* **Vorliegender Text**
------

Sie haben ein Gericht für diesen Gastbeitrag kreiert und sind bereit meinen Fragen

Rede und Antwort zu stehen.

Wie entsteht so ein Gericht in Ihrem Kopf? Haben Sie dafür eine Strategie oder

erspringen Ihre Ideen unkontrolliert?

Ich möchte behaupten, dass jeder Beginn einer Entwicklung individuell ist. In unserem Fall

empfinde ich die Entstehungsgeschichte in außergewöhnlicher Form mit der Erotik

verbunden. Sie dürfen sich das folgendermaßen vorstellen: Zunächst habe ich mir überlegt,

was mich persönlich als Mensch und Koch, gleichzeitig aber auch das Unternehmen

repräsentiert, für das ich derzeit meine Kraft und Energie einsetze. Ich entschied mich für die

Schlagworte Einfachheit, Ästhetik, Balance und geschmackliche Komplexität, denen das

Gericht gerecht werden sollte.

Folgerichtig beschloss ich, mich der Tonbachforelle als Joker-Komponente und gleichzeitig

als Hauptprodukt zu bedienen. Rings um den heimischen Tonbach finden sich saftig grüne

Wiesen, die eine größere Vielfalt an Gräsern, Blüten und Wildkräutern kaum haben könnten,

darin sollte die Forelle also gefasst werden. Um dies kulinarisch umzusetzen, dachte ich

daran, Konsistenz und Geschmack der Forelle mit einer Wildkräuterbeize zu verfeinern.

Zitronenverbene habe ich zu Zeiten meiner Ausbildung an einem Bächlein in

Klosterreichenbach gepflanzt und durfte nun, viele Jahre später, ihr selbstständiges Gedeihen

bewundern. Zitronenverbene war also mit im Boot. Als Sud in Kombination mit

Staudensellerie und unreifen Äpfeln sollte sie eine alles vereinende Basis schaffen. Tiefere

Nuancen zu schaffen – das Erdige eines Flussbettes repräsentierend – war die Anforderung an

das Püree von Knoblauchasche. Der Sauerklee hat für mich die besondere Aufgabe, dem

Gericht durch seine Säure und Leichtigkeit, kleine säuerliche Überraschungen zu verleihen.

------

* **Material**
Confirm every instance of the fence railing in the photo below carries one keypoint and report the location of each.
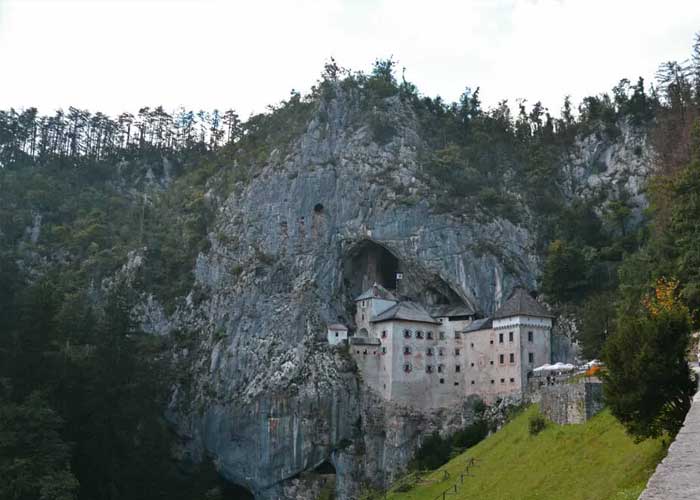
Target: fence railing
(471, 462)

------

* **Aufgaben**
**A)** Welche Aufgabe soll das Püree von Knoblauchasche laut dem Text über die Tonbachforelle im Gericht erfüllen? Antworten Sie in ein bis drei Sätzen.
**B)** Ändern Sie im Text über die Tonbachforelle den Abschnitt von „verbunden. Sie dürfen“ bis einschließlich „gerecht werden sollte.“, indem Sie „Einfachheit“ durch „Schlichtheit“ ersetzen, und geben Sie ihn wieder.

* **Antworten je Aufgabe**
**A)** Das Püree von Knoblauchasche soll dem Gericht tiefere Nuancen verleihen. Es steht dabei für das Erdige eines Flussbettes.

**B)**
verbunden. Sie dürfen sich das folgendermaßen vorstellen: Zunächst habe ich mir überlegt,

was mich persönlich als Mensch und Koch, gleichzeitig aber auch das Unternehmen

repräsentiert, für das ich derzeit meine Kraft und Energie einsetze. Ich entschied mich für die

Schlagworte Schlichtheit, Ästhetik, Balance und geschmackliche Komplexität, denen das

Gericht gerecht werden sollte.